Data

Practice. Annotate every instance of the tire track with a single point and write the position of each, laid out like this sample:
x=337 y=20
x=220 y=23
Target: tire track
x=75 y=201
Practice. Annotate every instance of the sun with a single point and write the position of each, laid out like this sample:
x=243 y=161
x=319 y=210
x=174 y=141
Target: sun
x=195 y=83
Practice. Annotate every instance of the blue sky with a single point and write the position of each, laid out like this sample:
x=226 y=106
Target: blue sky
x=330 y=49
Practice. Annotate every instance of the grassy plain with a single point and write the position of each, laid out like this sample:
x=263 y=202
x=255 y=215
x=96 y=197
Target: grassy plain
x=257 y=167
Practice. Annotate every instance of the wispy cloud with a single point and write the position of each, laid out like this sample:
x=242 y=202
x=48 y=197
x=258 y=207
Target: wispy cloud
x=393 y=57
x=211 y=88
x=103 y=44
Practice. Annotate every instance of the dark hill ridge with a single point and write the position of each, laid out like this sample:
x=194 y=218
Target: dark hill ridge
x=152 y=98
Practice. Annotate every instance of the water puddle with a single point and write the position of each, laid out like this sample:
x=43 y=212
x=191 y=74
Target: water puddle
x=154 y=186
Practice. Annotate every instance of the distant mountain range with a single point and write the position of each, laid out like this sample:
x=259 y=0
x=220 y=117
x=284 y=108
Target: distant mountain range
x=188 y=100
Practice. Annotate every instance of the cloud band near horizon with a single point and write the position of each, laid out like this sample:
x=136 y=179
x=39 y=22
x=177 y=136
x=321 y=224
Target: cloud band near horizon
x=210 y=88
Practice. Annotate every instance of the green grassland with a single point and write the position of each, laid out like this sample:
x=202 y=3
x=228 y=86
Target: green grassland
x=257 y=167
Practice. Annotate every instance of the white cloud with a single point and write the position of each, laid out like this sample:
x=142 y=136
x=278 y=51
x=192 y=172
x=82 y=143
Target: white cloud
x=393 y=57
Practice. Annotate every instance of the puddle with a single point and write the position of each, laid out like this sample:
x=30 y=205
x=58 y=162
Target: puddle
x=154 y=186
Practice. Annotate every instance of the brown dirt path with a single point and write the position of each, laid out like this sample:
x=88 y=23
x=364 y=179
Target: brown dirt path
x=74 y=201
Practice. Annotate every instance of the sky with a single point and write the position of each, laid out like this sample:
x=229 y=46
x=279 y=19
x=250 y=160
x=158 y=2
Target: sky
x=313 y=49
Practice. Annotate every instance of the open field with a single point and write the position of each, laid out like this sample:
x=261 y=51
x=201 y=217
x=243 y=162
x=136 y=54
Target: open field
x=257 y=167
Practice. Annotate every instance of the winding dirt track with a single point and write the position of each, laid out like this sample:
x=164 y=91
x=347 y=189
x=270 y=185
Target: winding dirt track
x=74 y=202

Task directions
The entries above are to be retyped exactly, with nothing left out.

Written solution
Practice. Annotate every instance of the tire track with a single point and write the position of each, laid out like this sample:
x=337 y=20
x=220 y=23
Target: tire track
x=75 y=201
Practice. Annotate every instance of the sun with a single point and write the position of each, laid out like this sample:
x=243 y=161
x=319 y=210
x=174 y=141
Target: sun
x=195 y=83
Practice. Annotate every instance of the blue sky with a single point and write the position of each, laid out like this sample:
x=226 y=106
Target: blue sky
x=330 y=49
Practice. Annotate every instance of the grassy plain with a single point and write the position of each, laid out like this sample:
x=263 y=202
x=255 y=215
x=96 y=197
Target: grassy plain
x=257 y=167
Practice. Annotate every instance of the wispy cloud with a single point and write the position of each, laid out like this sample:
x=242 y=202
x=48 y=197
x=258 y=207
Target: wispy cloud
x=393 y=57
x=211 y=88
x=103 y=44
Practice. Annotate every instance of the dark hill ridge with a single point and write the position of each, laid out like this sample:
x=194 y=218
Target: dark hill ridge
x=152 y=98
Practice. Annotate every instance of the water puddle with a single point and write the position of each, laid out like this sample:
x=43 y=212
x=191 y=74
Target: water puddle
x=154 y=186
Practice. Annotate every instance of the distant mountain range with a single point and write the position of each, laid out like this sample:
x=259 y=0
x=220 y=117
x=284 y=108
Target: distant mountain range
x=188 y=100
Practice. Annotate every instance of the cloud band near horizon with a single point and write the position of each, laid out like this sample:
x=136 y=179
x=39 y=22
x=177 y=136
x=321 y=224
Target: cloud band near horizon
x=210 y=88
Practice. Annotate every instance of the green grassland with a single point and write the position of each, laid out like this sample:
x=202 y=3
x=228 y=86
Target: green grassland
x=257 y=167
Practice. Annotate every instance of the white cloud with a single point and write the position of each, laid out like this sample:
x=142 y=136
x=278 y=51
x=192 y=172
x=82 y=143
Target: white cloud
x=393 y=57
Practice. Annotate every instance of the puddle with a single point and write the position of each, laid out like this sample:
x=30 y=205
x=58 y=162
Target: puddle
x=154 y=186
Practice. Annotate every instance of the brown dirt path with a single point and write the position of each, laid out like this sample:
x=88 y=23
x=364 y=179
Target: brown dirt path
x=74 y=201
Practice. Annotate every instance of the sky with a single point and write the position of each, laid out like this sample:
x=229 y=46
x=279 y=19
x=250 y=160
x=158 y=2
Target: sky
x=313 y=49
Practice. Annotate every instance of the open field with a single point and write the position of each, laid out like this sample:
x=261 y=51
x=201 y=217
x=243 y=162
x=136 y=54
Target: open field
x=257 y=167
Practice. Annotate every instance of the winding dirt track with a single point and write the position of each, laid out like this sample:
x=164 y=91
x=347 y=189
x=270 y=185
Target: winding dirt track
x=74 y=202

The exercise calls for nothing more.